:: EXTRACTED TEXT ::
Introduction to Harris’s List of Covent-Garden Ladies

Macaronies Drawn After The Life

‘Macaronies Drawn After The Life’, a caricature censuring fashionable dissipation (published by Mary Darly, 1 December 1773). The small book on the table is a copy of Harris’s List.
Image courtesy of the Lewis Walpole Library.

Harris’s List of Covent-Garden Ladies was a directory of prostitutes including their addresses and rates which was published yearly between 1757 and 1795, principally examining the upper end of the market.  While it was far from being the first catalogue of London prostitutes, it became one of the most notorious and was certainly the longest running.  The first version of Harris’s List was probably authored by the struggling poet, hack writer and actor Samuel Derrick.  The ‘Harris’ of its title was an infamous pimp, Jack Harris (or John Harrison), who operated from the Shakespear’s Head Tavern in Covent Garden and kept a handwritten compendium of names and addresses on which the first printed List was probably based.1  The list became an enormously successful franchise, surviving Derrick’s death in 1769 and passing through a series of hands disguised behind the pseudonym H. Ranger.

For modern readers, Harris’s List is a deeply uncomfortable text.  The few surviving copies serve as records of a side of eighteenth-century London which we would often rather avoid thinking about, encoding as it does the systematic physical and commercial exploitation of a significant proportion of the city’s female inhabitants by their socially and economically privileged male peers.  Harris’s List affects to be light and congenial, but its implications are anything but.

Prostitution was endemic in eighteenth-century London.  In 1800, Patrick Colquhoun, a statistician and one of the pioneers of modern policing, estimated that London contained around 50,000 women who worked as prostitutes, many of whom ‘[i]n the present unhappy state of things […] seem to have no alternative, but to become the miserable instruments of promoting and practising that species of seduction and immorality, of which they themselves were the victims’:

1. Of the class of Well Educated women it is earnestly hoped the number does not exceed 2,000

2. Of the class composed of persons above the rank of Menial Servants perhaps 3,000

3. Of the class who may have been employed as Menial Servants, or seduced in very early life, it is conjectured in all parts of the town, including Wapping, and the streets adjoining the River, there may not be less, who live wholly by Prostitution, than 20,000

4. Of those indifferent ranks in Society, who live partly by Prostitution, including the multitudes of low females, who cohabit with labourers and others without matrimony, there may be in all, in the Metropolis, about 25,0002

Colquhoun was not sanguine on the possibilities of eliminating prostitution altogether, contending that ‘[t]o prevent its existence, even to a considerable extent, in so great a Metropolis as London, is as impossible as to resist the torrent of the tides.’  However, he also contended that  ‘it is at the same time an evil which may not only be lessened, but rendered less noxious and dangerous to the peace and good order of society: it may be stript of its indecency, and also of a considerable portion of the danger attached to it, to the youth of both sexes.’3  In seeking to regulate prostitution and ameliorate the evils it caused, Colquhoun represented an aspect of the wave of social reform which also led to the suppression of Harris’s List in 1795.  The list’s last proprietor, John Roach, was successfully prosecuted at the behest of the Proclamation Society, which had been founded in 1787 to attempt to enforce George III’s Royal Proclamation For the Encouragement of Piety and Virtue, and for the Preventing and Punishing of Vice, Profaneness and Immorality.

:: MATERIAL PROVIDED ::
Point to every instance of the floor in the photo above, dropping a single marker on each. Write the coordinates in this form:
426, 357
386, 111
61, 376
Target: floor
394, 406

:: STATED PROBLEM ::
Check each statement below against the introduction to Harris's List, answering yes or no and quoting the words of the text that decide it: 1. Harris's List was the first catalogue of London prostitutes. 2. Colquhoun believed prostitution could be wiped out in London. 3. The Proclamation Society was founded in 1787.

:: SOLUTION ::
1. No: "it was far from being the first catalogue of London prostitutes"
2. No: "is as impossible as to resist the torrent of the tides"
3. Yes: "which had been founded in 1787"